## SELECTED PASSAGE
++++++++

The City of Cape Town says it will expand its Wi-Fi offering so that, by the end of June 2015, free Wi-Fi will be provided at 61 City buildings across the metro.
“Wi-Fi will be provided both inside public buildings, via our 102 SmartCape Computer facilities, and externally via 61 public access hotspots in areas where members of the public congregate and queue for services,” said the city’s executive mayor, Patricia de Lille.
These external public amenities include clinics, administration buildings, traffic departments, fire stations and public transport interchanges in areas such as Langa, Nyanga, Uitsig, Valhalla Park, Athlone and Atlantis.
Each access point will cost between R60,000 and R100,000 to install, the mayor said.
“Our 102 internal public access facilities are situated inside the City’s libraries, where we currently have 679,729 registered users.”
By the end of December this year, public Wi-Fi services will be operational at the Bellville Clinic, Hillstar Administrative Building, Mitchells Plain Switching Centre, Nyanga Switching Centre, Plumstead Administrative Building, Robbie Nurock Clinic, and Site B Youth Clinic in Khayelitsha.

++++++++

## GIVEN ENTRIES
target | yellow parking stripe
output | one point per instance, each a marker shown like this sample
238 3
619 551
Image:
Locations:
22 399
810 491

++++++++

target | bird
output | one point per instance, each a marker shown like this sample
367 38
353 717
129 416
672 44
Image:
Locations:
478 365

++++++++

## EXERCISE GOAL
Answer from the passage on Cape Town's free Wi-Fi:
(a) How many registered users do the City's libraries currently have?
(b) What will each access point cost to install?
(c) Which clinic in Khayelitsha will have public Wi-Fi by the end of December?

## RESULT OF THE EXERCISE
(a) 679,729
(b) Between R60,000 and R100,000
(c) Site B Youth Clinic